YOUR INSTRUCTIONS
Count the lines in the entries below that contain the string "power", and give only that number.
═════ TASK MATERIAL
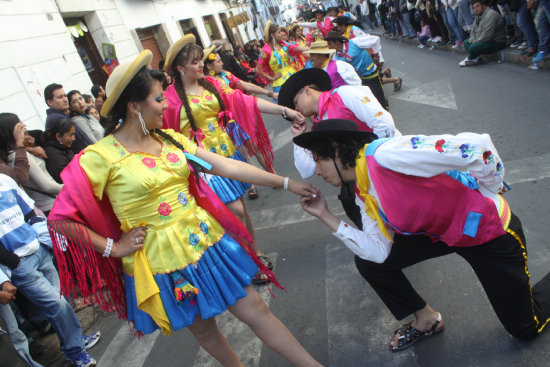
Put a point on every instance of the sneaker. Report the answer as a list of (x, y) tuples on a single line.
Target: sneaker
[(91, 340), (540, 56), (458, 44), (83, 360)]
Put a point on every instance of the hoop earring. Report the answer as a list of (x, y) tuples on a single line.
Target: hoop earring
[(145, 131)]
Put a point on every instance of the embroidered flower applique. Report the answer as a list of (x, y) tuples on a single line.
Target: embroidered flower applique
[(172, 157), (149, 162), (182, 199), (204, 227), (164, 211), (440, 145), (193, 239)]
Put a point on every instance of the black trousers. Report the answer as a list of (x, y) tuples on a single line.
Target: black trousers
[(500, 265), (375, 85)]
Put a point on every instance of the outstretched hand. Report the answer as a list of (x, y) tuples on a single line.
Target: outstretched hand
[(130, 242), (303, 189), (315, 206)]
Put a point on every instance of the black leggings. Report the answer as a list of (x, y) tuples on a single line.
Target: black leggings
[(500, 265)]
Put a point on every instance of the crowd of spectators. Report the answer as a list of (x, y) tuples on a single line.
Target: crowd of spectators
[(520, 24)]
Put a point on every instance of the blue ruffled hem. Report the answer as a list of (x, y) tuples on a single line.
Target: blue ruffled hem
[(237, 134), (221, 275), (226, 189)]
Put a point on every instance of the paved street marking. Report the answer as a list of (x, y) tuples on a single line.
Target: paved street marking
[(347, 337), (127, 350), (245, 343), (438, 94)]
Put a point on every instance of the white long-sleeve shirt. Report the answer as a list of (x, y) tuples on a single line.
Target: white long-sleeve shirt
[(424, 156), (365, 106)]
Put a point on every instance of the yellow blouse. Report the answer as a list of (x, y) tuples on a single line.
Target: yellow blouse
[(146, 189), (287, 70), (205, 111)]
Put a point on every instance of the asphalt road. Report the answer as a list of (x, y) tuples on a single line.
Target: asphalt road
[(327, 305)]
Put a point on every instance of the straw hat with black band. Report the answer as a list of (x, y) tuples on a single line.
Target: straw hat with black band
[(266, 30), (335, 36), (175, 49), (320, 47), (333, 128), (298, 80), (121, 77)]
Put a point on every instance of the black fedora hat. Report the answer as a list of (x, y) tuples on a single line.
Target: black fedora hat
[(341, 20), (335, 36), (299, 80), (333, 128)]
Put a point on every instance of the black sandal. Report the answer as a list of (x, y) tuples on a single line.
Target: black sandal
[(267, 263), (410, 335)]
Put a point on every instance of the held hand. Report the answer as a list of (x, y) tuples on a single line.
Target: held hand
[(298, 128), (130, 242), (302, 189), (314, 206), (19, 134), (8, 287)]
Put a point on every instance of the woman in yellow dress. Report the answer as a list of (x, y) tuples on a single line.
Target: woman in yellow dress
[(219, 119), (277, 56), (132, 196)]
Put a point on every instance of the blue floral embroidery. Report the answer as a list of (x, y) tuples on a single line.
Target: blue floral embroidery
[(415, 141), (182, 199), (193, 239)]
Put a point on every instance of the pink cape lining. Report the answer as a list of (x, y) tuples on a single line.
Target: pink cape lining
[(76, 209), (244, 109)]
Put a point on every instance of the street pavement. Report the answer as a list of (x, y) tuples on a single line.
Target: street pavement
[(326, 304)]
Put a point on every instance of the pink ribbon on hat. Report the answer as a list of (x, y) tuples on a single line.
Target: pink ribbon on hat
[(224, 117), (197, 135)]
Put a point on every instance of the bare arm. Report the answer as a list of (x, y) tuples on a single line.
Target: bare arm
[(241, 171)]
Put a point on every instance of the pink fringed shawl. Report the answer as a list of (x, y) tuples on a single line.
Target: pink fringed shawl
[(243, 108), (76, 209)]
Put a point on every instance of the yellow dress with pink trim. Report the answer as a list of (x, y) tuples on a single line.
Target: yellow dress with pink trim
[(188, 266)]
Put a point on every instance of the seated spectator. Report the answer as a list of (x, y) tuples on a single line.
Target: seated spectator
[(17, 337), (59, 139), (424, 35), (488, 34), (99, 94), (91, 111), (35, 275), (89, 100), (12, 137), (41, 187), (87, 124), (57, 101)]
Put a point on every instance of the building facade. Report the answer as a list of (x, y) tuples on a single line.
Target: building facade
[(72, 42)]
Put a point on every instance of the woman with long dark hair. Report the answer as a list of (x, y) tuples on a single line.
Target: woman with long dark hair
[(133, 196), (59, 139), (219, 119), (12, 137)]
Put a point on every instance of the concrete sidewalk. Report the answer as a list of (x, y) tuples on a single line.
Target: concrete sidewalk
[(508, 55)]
══════════
═════ TASK MATERIAL
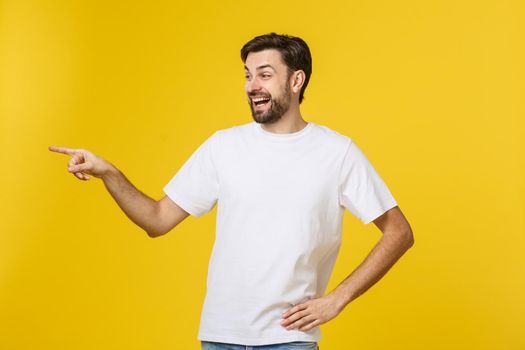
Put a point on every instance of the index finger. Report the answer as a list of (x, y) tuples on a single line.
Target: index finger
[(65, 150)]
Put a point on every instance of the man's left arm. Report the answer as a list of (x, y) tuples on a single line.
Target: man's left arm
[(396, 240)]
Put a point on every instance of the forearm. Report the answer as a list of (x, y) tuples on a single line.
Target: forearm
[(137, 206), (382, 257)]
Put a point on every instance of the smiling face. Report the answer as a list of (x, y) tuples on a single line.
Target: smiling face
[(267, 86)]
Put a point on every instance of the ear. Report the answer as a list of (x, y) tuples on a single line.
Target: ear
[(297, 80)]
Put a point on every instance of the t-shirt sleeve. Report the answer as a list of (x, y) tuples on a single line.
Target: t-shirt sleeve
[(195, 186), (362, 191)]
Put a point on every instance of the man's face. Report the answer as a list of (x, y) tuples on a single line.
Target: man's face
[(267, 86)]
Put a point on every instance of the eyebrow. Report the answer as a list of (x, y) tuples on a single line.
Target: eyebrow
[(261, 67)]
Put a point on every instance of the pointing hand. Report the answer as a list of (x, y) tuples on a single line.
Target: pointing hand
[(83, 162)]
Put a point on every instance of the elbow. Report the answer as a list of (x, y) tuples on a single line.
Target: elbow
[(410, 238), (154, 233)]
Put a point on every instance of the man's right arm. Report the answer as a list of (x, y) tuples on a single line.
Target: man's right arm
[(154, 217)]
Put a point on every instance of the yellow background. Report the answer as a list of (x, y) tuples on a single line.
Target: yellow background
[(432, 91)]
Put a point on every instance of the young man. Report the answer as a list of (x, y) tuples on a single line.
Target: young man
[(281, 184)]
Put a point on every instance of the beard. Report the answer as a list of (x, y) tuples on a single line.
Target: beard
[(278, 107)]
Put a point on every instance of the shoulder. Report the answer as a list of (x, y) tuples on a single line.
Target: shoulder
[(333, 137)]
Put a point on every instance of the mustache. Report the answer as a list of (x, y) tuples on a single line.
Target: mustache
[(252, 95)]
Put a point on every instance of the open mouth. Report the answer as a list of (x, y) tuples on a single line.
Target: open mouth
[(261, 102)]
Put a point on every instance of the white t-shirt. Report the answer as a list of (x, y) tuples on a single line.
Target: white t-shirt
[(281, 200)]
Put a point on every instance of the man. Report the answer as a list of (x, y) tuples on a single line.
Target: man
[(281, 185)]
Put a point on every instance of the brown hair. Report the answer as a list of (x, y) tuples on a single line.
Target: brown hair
══════════
═════ TASK MATERIAL
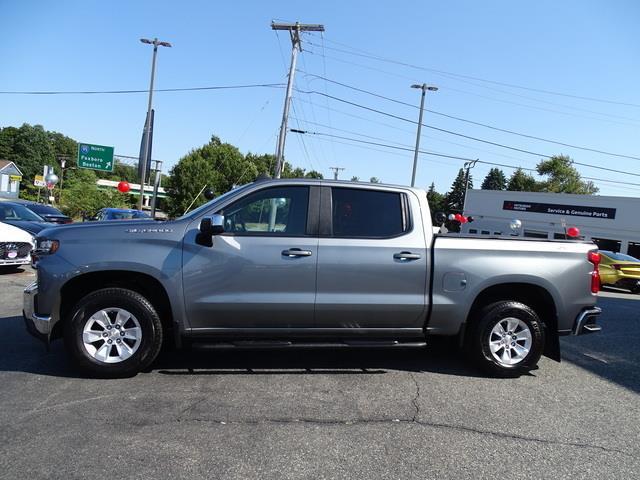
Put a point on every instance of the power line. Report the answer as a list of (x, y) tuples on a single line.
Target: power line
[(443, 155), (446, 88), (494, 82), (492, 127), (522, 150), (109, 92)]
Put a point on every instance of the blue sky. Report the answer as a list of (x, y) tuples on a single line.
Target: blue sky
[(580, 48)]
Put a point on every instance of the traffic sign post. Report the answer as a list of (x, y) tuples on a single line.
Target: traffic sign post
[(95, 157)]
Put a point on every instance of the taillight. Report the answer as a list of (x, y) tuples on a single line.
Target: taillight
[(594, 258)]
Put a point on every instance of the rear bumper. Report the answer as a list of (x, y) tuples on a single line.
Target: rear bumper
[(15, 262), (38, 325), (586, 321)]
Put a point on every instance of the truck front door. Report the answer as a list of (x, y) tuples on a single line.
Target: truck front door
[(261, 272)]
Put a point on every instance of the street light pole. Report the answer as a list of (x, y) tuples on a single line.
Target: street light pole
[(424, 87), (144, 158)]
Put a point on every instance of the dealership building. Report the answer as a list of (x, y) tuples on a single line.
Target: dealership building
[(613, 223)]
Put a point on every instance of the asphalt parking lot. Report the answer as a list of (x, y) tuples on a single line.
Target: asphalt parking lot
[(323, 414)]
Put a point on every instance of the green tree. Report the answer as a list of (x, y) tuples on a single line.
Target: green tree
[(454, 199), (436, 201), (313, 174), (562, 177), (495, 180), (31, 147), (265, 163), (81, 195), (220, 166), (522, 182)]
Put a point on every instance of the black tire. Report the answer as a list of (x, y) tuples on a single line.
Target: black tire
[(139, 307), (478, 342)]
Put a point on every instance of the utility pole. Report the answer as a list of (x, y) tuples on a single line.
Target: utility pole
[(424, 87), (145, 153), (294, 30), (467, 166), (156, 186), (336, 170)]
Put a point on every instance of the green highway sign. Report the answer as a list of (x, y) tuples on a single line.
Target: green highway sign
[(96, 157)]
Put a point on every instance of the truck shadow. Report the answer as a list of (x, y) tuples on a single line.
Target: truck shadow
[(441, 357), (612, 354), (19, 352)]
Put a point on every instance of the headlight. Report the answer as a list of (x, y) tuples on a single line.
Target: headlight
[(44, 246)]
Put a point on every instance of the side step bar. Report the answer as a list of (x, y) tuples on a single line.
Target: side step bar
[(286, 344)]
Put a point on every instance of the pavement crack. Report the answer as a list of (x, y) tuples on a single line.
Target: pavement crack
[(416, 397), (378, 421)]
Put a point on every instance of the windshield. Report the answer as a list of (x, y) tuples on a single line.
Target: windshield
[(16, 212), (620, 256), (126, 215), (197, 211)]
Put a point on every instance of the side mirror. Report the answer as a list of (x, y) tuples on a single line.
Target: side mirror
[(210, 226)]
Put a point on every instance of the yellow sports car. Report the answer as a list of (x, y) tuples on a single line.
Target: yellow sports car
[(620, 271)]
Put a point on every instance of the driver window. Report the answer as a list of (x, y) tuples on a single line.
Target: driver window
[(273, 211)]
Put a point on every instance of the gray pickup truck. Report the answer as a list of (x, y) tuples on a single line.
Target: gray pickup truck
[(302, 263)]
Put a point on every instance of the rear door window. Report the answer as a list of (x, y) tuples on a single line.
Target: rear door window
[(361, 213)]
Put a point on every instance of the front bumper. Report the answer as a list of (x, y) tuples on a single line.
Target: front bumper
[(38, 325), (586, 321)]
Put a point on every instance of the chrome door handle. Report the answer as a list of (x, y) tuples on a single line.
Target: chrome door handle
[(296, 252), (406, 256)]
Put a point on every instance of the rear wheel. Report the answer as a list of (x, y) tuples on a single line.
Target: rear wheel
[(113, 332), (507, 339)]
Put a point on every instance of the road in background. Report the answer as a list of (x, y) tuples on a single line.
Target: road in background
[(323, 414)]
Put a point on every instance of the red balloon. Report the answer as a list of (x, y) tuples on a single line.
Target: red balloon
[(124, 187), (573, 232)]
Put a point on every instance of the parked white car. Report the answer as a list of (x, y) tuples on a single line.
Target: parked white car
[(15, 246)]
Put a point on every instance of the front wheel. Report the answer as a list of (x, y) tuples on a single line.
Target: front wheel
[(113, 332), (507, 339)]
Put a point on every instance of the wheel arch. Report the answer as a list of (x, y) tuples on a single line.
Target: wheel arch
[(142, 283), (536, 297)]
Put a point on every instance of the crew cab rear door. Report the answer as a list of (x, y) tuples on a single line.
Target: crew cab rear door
══════════
RESULT
2